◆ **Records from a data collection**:

(begin)

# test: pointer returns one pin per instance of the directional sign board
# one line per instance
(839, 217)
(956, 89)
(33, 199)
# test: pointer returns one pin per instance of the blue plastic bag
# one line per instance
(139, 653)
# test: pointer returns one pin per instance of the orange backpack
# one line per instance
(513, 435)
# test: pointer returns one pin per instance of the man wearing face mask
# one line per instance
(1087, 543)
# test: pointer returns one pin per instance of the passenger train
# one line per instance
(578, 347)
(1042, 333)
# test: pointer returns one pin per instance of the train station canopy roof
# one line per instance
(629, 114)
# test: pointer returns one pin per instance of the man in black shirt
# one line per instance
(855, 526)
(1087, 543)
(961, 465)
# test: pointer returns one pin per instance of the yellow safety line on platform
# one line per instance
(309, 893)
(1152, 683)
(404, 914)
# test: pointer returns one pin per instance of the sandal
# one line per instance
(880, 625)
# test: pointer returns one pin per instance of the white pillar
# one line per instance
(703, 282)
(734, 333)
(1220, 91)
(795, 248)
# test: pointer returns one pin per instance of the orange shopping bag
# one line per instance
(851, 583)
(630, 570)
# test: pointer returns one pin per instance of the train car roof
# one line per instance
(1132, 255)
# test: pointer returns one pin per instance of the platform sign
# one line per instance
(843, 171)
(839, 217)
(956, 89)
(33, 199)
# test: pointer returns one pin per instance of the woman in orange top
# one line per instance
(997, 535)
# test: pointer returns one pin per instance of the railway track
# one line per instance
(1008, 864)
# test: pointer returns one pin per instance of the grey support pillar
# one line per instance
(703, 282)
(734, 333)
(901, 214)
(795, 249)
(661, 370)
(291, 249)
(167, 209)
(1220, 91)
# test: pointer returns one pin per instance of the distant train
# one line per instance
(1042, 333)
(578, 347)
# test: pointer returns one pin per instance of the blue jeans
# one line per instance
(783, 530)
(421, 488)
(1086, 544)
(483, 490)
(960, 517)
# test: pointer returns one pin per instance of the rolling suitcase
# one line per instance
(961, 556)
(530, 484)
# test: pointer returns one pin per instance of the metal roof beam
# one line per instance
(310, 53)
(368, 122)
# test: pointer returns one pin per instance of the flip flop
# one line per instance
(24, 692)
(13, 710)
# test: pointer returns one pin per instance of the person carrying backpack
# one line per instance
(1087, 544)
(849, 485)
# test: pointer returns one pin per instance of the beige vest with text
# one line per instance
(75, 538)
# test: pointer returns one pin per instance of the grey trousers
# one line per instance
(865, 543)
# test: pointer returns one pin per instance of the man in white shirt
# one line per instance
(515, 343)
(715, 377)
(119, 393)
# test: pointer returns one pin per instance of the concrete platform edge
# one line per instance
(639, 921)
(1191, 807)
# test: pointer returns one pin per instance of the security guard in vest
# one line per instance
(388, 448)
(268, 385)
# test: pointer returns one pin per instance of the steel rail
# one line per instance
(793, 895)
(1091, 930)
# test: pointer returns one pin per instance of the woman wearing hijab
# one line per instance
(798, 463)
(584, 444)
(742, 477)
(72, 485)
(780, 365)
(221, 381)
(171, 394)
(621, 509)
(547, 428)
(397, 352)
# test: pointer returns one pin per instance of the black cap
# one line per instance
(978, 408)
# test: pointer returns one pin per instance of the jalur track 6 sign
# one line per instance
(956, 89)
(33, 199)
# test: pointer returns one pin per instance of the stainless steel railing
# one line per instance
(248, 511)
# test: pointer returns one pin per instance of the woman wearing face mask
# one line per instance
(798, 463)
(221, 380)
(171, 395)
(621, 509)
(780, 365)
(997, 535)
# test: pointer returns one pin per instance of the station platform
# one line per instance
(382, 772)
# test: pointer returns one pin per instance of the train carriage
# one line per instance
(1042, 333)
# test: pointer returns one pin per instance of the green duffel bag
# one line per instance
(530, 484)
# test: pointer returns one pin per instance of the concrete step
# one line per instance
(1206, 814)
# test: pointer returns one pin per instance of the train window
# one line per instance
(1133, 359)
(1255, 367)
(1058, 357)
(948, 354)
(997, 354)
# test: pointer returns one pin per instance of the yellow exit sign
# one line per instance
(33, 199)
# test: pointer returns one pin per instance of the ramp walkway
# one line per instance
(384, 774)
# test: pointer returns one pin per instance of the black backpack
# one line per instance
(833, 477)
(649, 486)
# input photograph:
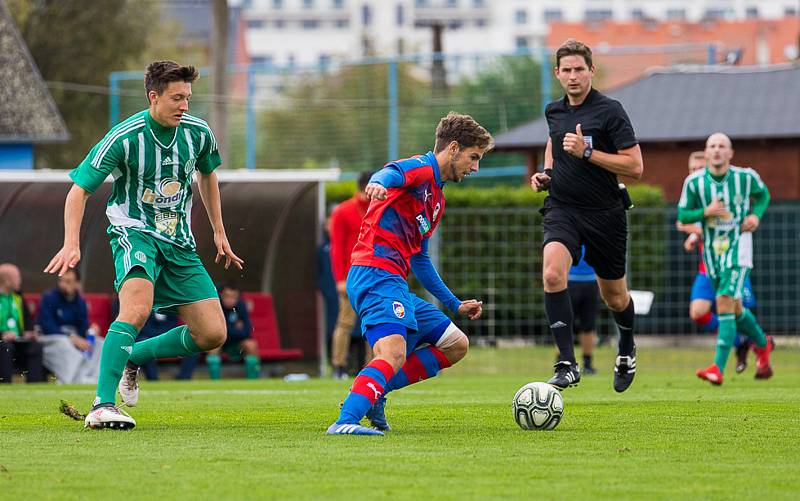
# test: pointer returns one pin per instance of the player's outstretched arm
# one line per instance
(540, 181)
(426, 273)
(209, 192)
(70, 252)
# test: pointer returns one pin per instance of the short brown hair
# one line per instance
(159, 74)
(573, 47)
(464, 130)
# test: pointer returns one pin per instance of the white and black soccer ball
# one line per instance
(538, 406)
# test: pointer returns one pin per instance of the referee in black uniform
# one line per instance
(591, 142)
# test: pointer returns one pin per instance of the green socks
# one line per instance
(725, 335)
(117, 348)
(252, 365)
(173, 343)
(214, 363)
(748, 325)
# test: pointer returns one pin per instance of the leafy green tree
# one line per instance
(81, 42)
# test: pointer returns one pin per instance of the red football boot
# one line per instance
(711, 374)
(763, 366)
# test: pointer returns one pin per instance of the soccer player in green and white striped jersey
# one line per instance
(152, 156)
(729, 202)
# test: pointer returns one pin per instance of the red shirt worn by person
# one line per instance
(345, 226)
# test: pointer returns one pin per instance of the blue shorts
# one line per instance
(386, 306)
(702, 288)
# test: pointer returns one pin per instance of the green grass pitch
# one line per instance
(671, 436)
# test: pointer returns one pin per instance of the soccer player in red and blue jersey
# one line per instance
(411, 338)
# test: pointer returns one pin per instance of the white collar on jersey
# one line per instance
(171, 143)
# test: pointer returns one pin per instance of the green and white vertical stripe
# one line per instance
(152, 178)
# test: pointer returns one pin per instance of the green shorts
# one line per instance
(177, 274)
(731, 282)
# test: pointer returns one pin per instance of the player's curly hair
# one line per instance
(159, 74)
(462, 129)
(573, 47)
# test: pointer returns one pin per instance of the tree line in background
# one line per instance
(341, 119)
(81, 42)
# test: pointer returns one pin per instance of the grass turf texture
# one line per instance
(670, 436)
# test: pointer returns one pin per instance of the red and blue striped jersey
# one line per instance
(393, 229)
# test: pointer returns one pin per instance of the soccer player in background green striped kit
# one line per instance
(729, 202)
(152, 157)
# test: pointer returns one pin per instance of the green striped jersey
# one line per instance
(152, 166)
(724, 244)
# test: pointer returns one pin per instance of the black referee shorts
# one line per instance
(603, 232)
(584, 297)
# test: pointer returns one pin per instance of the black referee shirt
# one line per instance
(606, 127)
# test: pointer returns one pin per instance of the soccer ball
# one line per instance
(538, 406)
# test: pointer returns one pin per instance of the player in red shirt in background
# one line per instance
(345, 225)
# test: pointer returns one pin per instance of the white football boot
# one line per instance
(129, 385)
(108, 416)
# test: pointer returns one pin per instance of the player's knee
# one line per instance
(136, 315)
(209, 338)
(454, 344)
(617, 302)
(250, 347)
(395, 359)
(554, 279)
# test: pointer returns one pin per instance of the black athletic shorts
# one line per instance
(603, 232)
(584, 297)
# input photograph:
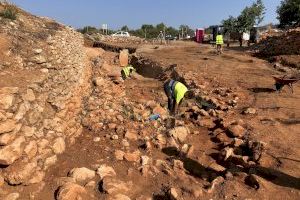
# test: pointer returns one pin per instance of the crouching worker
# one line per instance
(127, 71)
(175, 92)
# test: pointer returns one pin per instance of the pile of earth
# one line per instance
(287, 43)
(97, 37)
(283, 48)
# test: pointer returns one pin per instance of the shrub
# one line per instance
(10, 11)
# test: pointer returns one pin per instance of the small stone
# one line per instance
(207, 123)
(123, 57)
(115, 137)
(216, 167)
(37, 177)
(29, 96)
(204, 113)
(125, 143)
(59, 145)
(63, 180)
(131, 135)
(7, 126)
(71, 191)
(173, 194)
(217, 181)
(12, 196)
(179, 133)
(120, 118)
(38, 51)
(104, 171)
(31, 149)
(12, 152)
(6, 101)
(81, 174)
(1, 181)
(237, 142)
(91, 184)
(251, 111)
(99, 81)
(20, 173)
(28, 131)
(145, 160)
(119, 155)
(237, 130)
(119, 197)
(50, 161)
(111, 185)
(132, 157)
(7, 138)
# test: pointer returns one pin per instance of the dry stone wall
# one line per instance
(38, 120)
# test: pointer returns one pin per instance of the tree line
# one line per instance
(148, 31)
(288, 14)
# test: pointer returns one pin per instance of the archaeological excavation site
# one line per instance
(75, 125)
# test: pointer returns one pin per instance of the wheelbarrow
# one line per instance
(280, 82)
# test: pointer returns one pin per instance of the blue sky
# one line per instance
(134, 13)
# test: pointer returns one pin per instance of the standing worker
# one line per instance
(127, 71)
(219, 42)
(175, 92)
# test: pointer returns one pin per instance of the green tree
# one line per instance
(88, 30)
(289, 13)
(125, 28)
(230, 25)
(186, 30)
(251, 16)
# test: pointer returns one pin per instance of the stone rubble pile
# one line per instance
(38, 120)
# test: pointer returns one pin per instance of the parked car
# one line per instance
(170, 37)
(121, 34)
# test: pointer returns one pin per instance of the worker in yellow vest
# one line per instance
(175, 91)
(219, 43)
(127, 71)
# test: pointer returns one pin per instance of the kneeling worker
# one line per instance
(175, 92)
(127, 71)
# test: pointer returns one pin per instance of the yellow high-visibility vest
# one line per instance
(219, 39)
(127, 69)
(179, 91)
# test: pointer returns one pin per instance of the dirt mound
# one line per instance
(287, 43)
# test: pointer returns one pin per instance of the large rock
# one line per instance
(104, 171)
(7, 126)
(112, 186)
(237, 130)
(82, 174)
(179, 133)
(71, 191)
(12, 152)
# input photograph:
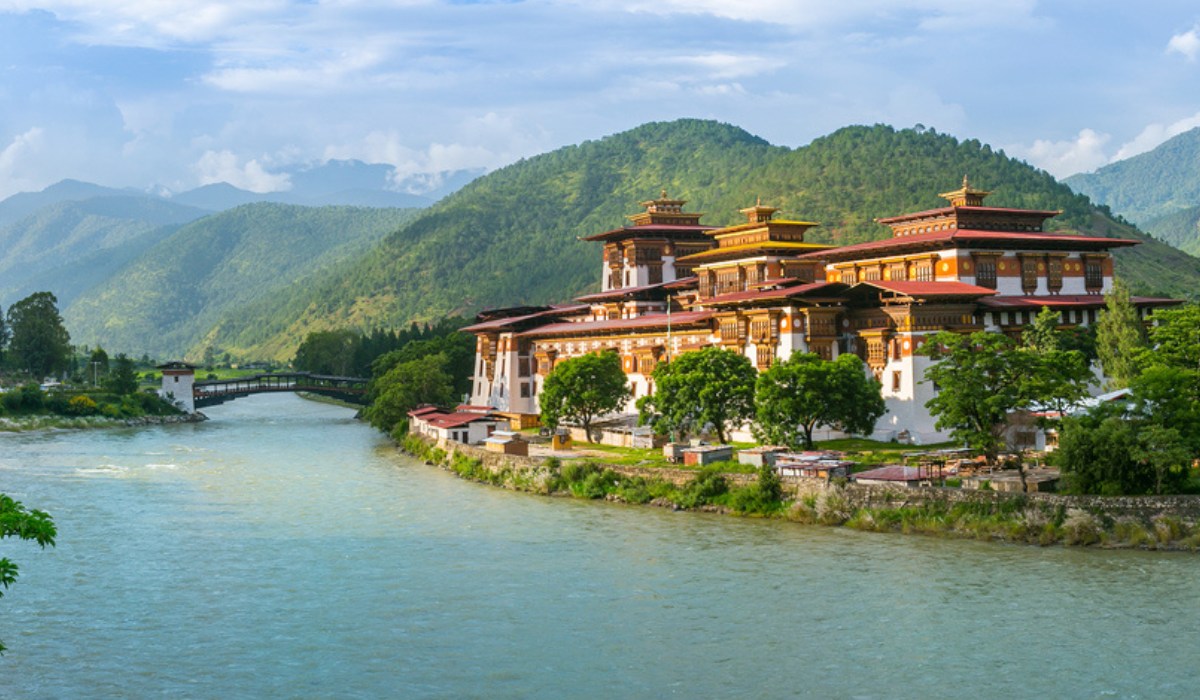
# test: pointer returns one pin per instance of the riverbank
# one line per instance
(52, 422)
(1151, 522)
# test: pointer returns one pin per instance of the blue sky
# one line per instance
(169, 95)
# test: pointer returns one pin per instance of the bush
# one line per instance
(82, 406)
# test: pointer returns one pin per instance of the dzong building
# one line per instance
(670, 285)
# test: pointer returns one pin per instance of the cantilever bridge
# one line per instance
(352, 389)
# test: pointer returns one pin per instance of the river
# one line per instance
(285, 550)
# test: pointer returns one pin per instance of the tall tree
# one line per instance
(979, 382)
(16, 520)
(581, 389)
(804, 392)
(1120, 336)
(5, 335)
(124, 380)
(700, 388)
(407, 386)
(97, 364)
(40, 342)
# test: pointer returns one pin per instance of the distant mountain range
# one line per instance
(1158, 190)
(173, 280)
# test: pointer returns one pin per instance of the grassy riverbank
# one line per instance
(1012, 518)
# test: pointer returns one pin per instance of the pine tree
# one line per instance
(1120, 337)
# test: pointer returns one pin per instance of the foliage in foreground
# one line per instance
(21, 522)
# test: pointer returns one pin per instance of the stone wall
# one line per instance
(1143, 508)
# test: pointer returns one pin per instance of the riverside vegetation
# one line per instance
(985, 515)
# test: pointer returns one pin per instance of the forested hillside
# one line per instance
(1180, 229)
(183, 288)
(511, 237)
(1149, 185)
(72, 245)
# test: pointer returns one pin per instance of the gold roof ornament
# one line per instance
(965, 196)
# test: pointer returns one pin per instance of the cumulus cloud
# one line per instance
(225, 167)
(22, 147)
(1155, 135)
(1187, 43)
(1083, 154)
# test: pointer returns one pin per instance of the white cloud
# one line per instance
(12, 159)
(1155, 135)
(1187, 43)
(223, 167)
(809, 15)
(1084, 154)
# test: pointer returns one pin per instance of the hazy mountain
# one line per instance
(24, 203)
(511, 237)
(1150, 185)
(1180, 229)
(190, 282)
(336, 183)
(69, 245)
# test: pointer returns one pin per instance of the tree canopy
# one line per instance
(40, 342)
(581, 389)
(1120, 336)
(795, 396)
(701, 388)
(18, 521)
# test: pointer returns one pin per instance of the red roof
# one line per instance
(941, 210)
(1069, 301)
(915, 288)
(622, 292)
(502, 323)
(783, 293)
(641, 322)
(894, 473)
(971, 239)
(457, 419)
(648, 228)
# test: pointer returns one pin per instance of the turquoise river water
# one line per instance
(285, 550)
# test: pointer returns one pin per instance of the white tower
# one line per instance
(177, 384)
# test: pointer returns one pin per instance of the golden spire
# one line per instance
(965, 196)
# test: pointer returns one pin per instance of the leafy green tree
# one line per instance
(1113, 453)
(328, 352)
(5, 335)
(1120, 336)
(30, 525)
(1175, 337)
(124, 378)
(581, 389)
(700, 388)
(406, 387)
(795, 396)
(40, 342)
(979, 382)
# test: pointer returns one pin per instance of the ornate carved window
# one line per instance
(1093, 274)
(1029, 275)
(1054, 274)
(985, 273)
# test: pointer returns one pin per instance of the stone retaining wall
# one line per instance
(1144, 508)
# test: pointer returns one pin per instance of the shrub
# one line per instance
(81, 406)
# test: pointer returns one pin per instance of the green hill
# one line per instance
(1180, 229)
(71, 245)
(184, 287)
(1149, 185)
(511, 237)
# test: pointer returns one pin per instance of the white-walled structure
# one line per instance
(671, 285)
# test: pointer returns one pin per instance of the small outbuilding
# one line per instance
(507, 442)
(700, 456)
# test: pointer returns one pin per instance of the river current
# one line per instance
(285, 550)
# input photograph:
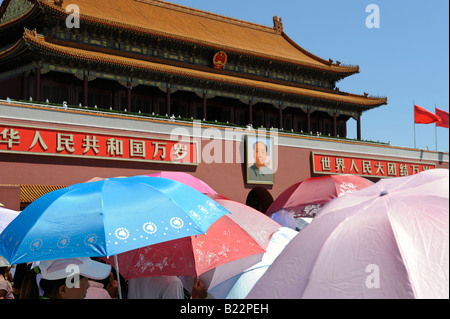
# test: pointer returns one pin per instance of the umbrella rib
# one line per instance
(368, 203)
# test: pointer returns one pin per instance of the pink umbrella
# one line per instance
(260, 226)
(6, 217)
(243, 233)
(188, 180)
(304, 199)
(390, 240)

(end)

◆ **WHAT THE TASK REQUIRES**: Skip the pictures and retype exactly the lines from the one that contains "# test: pointer returns one pin per instance of the white-walled" to the last line of the records.

◆ **FULL ANSWER**:
# test: pointer returns one pin per instance of the white-walled structure
# one line per instance
(671, 285)
# test: pointer returns one pin per instance of the small outbuilding
# one line per instance
(507, 442)
(700, 456)
# test: pointer returns one pin per instance of the river current
# one line per instance
(285, 550)
# input photograph:
# test: pointer returns one pin per instance of the umbrella rib
# one line per instance
(368, 203)
# test: pointer returns one pin per instance of the pink umbrella
# one line per instance
(260, 226)
(6, 217)
(243, 233)
(188, 180)
(304, 199)
(390, 240)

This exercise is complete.